The Arbor core: workflows and web services promote flexible and dynamic analyses

The Arbor interface will be a radical departure from currently existing software for comparative analyses. Users will interact with Arbor in an intuitive, visual way; building an Arbor workflow will have more in common with building a structure using Legos than with programming a computer. By using a modular open-source interface and web services, we will encourage the development of new tools and simultaneously enhance interoperability among existing tools.

Arbor takes inspiration from existing workflow software, especially ParaView 13 (also see Galaxy 14 and the iPlant Discovery Environment33). Users of workflow software create problem-specific workflows visually by connecting a series of data manipulations and analyses in a series of steps. The underlying software system is able to automatically coordinate the invocation of all of these steps during workflow execution (see the test case described below for an example workflow design).

We are designing Arbor as scalable software, with tree-of-life-scale analyses in mind from the beginning. Arbor will be able to efficiently process both small and large datasets, ultimately extending to analyses across the entire Tree of Life. This scalable performance will come from the use of improved algorithms (e.g. 15) along with both fine-grained parallelism (using multithreaded execution of individual steps when possible in a workflow) and coarse-grained parallelism (executing multiple steps of a workflow simultaneously on separate cores). Arbor will run efficiently to develop and test workflow designs using small and medium-size datasets on laptop and personal computers. Then, after a workflow idea has been expressed and validated, the workflow can be run against tree-of-life scale data using a scalable computing resource. To do this, the user will transfer the workflow from the local computer to an Arbor instance running on a large, multiprocessing computer, a computation cluster (e.g., XSEDE; www.xsede.org), or a similar cloud computational service to run a full-scale analysis.

Arbor will be modular software, extendable through a plug-in architecture that allows new analysis modules to be added to the program (similar to the modular design of Mesquite 16). Arbor modules will be able to include algorithms written in a number of languages (e.g. R, Python, Perl, C, or C++). Researchers who develop software for comparative analyses will have an immediate user base if they integrate their program as an Arbor module, promoting and encouraging active use of Arbor by the programming community. Arbor’s modular construction will allow new algorithms to become quickly available and usable with data; scientists will be able to carry out comparative analyses that have not yet been imagined.

Instead of spending effort redeveloping yet another implementation of known algorithms, the Arbor team will focus initially on integrating with existing external applications. Arbor will be able to work alongside proven systems like Mesquite, MrBayes, BEAST, PHYLIP, ape, and others. At any point along the way, Arbor’s visualization tools can be used to examine intermediate steps along an analysis workflow. All of the analyses in a workflow will be coordinated through the Arbor interface. This integration represents an entirely new way to build novel comparative analyses.

Arbor will include a web services infrastructure, providing the ability to integrate with existing web-hosted services that offer trees and data for analysis or perform algorithms useful for Arbor workflows (e.g. Lifemapper, CIPRES, MAFFT, RAXML, UniFrac, TreeBase, PorToL, OneZoom, and iPLANT). We will also make specific connections to the other AVAToL projects (Open Tree of Life and Next-Generation Phenomics). These connections will be facilitated by Arbor’s dataIntegrator module, which will allow Arbor to access, integrate, and analyze phylogenetic, geospatial, ontogenetic, and morphological data together in a single workflow.

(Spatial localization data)

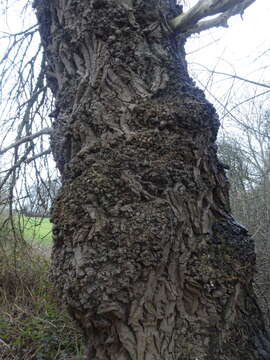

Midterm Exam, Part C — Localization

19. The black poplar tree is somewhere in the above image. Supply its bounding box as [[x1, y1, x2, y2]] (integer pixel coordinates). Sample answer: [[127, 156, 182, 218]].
[[34, 0, 270, 360]]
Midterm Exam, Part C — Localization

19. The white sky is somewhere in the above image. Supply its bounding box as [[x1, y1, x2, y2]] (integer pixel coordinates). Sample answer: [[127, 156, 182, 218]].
[[0, 0, 270, 136], [186, 0, 270, 132]]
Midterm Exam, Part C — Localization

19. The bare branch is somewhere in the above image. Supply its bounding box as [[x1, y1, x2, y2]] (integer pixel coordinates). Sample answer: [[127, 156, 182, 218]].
[[0, 128, 52, 155], [169, 0, 255, 35]]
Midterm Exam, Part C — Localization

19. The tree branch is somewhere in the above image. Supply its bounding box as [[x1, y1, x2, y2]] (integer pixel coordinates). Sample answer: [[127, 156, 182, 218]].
[[169, 0, 256, 35], [0, 128, 52, 155]]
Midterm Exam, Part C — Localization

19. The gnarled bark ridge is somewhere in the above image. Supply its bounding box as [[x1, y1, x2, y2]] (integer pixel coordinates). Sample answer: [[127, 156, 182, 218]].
[[35, 0, 270, 360]]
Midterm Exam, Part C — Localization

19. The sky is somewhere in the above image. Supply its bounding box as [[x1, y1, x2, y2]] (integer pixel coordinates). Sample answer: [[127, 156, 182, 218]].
[[186, 0, 270, 132], [0, 0, 270, 137]]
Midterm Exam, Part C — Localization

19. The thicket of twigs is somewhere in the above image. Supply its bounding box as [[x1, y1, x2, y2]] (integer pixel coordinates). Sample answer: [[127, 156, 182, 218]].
[[0, 226, 83, 360]]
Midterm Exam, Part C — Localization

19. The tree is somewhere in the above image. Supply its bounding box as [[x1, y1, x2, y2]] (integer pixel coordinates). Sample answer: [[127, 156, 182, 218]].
[[5, 0, 270, 360]]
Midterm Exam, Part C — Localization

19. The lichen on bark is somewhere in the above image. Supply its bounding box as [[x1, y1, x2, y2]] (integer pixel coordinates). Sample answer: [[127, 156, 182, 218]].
[[33, 0, 269, 360]]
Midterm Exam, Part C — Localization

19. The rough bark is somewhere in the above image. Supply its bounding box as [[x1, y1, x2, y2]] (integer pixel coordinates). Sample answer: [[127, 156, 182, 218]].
[[34, 0, 270, 360]]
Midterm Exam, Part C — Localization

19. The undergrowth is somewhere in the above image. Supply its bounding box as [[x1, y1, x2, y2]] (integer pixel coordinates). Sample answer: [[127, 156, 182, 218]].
[[0, 240, 83, 360]]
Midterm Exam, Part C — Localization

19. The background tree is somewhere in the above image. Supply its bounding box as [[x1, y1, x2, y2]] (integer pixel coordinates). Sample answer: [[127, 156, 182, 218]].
[[219, 103, 270, 326], [2, 0, 269, 359]]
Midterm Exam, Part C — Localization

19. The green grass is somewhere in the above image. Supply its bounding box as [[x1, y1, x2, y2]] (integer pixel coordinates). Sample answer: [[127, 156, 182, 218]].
[[19, 216, 52, 246], [0, 246, 84, 360]]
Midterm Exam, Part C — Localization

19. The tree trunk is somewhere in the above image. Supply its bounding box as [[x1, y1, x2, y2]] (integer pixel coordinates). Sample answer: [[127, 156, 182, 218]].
[[34, 0, 270, 360]]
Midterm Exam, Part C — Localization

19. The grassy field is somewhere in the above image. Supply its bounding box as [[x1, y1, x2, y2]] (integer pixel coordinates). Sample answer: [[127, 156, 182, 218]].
[[19, 216, 52, 246], [0, 216, 84, 360]]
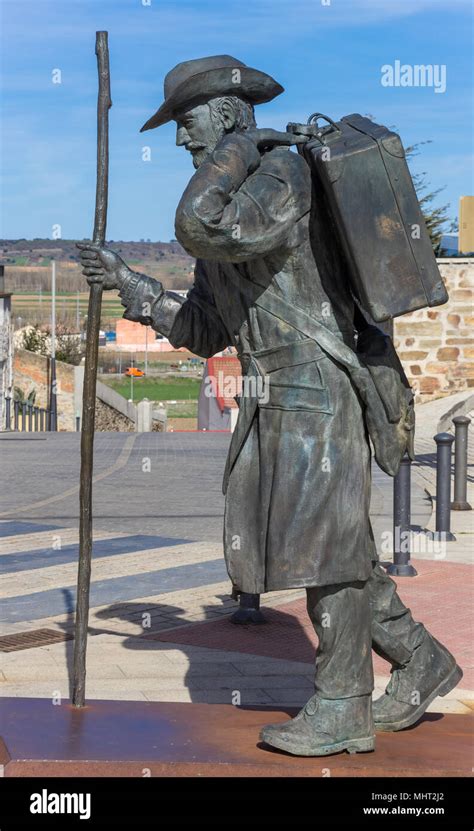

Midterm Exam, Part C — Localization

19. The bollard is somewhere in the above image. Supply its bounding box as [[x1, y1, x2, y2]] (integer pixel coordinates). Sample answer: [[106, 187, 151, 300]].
[[451, 416, 472, 511], [5, 395, 12, 430], [387, 455, 417, 577], [230, 592, 266, 623], [434, 433, 456, 540]]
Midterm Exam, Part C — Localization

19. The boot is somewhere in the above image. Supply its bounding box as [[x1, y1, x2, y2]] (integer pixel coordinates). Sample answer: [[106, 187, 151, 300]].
[[373, 633, 462, 732], [260, 693, 375, 756]]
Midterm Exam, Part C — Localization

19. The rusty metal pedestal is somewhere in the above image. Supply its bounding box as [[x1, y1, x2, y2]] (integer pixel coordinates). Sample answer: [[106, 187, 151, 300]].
[[0, 698, 473, 779]]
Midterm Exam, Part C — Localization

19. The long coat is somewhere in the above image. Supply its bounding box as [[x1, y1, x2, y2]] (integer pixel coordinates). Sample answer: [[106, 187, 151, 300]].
[[121, 133, 376, 593]]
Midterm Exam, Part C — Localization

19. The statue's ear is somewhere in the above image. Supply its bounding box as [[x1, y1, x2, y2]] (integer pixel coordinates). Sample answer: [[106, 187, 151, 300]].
[[220, 98, 236, 131]]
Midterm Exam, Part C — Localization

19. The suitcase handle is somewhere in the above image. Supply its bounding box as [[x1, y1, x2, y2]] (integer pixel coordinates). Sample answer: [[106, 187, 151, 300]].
[[307, 113, 340, 133]]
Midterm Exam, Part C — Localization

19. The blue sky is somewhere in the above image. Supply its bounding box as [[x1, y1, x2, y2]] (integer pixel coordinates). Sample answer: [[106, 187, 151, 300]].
[[0, 0, 473, 241]]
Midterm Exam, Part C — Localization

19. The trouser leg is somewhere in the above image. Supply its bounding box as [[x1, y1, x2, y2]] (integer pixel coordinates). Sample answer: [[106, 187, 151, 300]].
[[367, 563, 427, 666], [306, 581, 374, 699]]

YOUR TASKS:
- 1) Answer these questions from the Arbor text:
(a) Which existing workflow software does Arbor take inspiration from especially?
(b) What computation cluster is given as an example of a resource for running a full-scale analysis?
(c) Which Arbor module will allow phylogenetic, geospatial, ontogenetic, and morphological data to be analyzed together in a single workflow?
- 2) Reproduce the Arbor text between "Arbor will include" and "a single workflow.", inclusive.
- 3) Decide whether each statement agrees with the Arbor text. Answer yes or no, and quote the words that decide it.
(a) Arbor modules will be limited to algorithms written in Python.
(b) The Arbor team will initially focus on integrating with existing external applications.
(c) Coarse-grained parallelism refers to multithreaded execution of individual steps in a workflow.
Base every response on the Arbor text alone, not on the listing.

ANSWERS FOR THE EXERCISE:
- 1)
(a) ParaView
(b) XSEDE
(c) The dataIntegrator module

- 2)
Arbor will include a web services infrastructure, providing the ability to integrate with existing web-hosted services that offer trees and data for analysis or perform algorithms useful for Arbor workflows (e.g. Lifemapper, CIPRES, MAFFT, RAXML, UniFrac, TreeBase, PorToL, OneZoom, and iPLANT). We will also make specific connections to the other AVAToL projects (Open Tree of Life and Next-Generation Phenomics). These connections will be facilitated by Arbor’s dataIntegrator module, which will allow Arbor to access, integrate, and analyze phylogenetic, geospatial, ontogenetic, and morphological data together in a single workflow.

- 3)
(a) No: "Arbor modules will be able to include algorithms written in a number of languages (e.g. R, Python, Perl, C, or C++)."
(b) Yes: "the Arbor team will focus initially on integrating with existing external applications."
(c) No: "coarse-grained parallelism (executing multiple steps of a workflow simultaneously on separate cores)."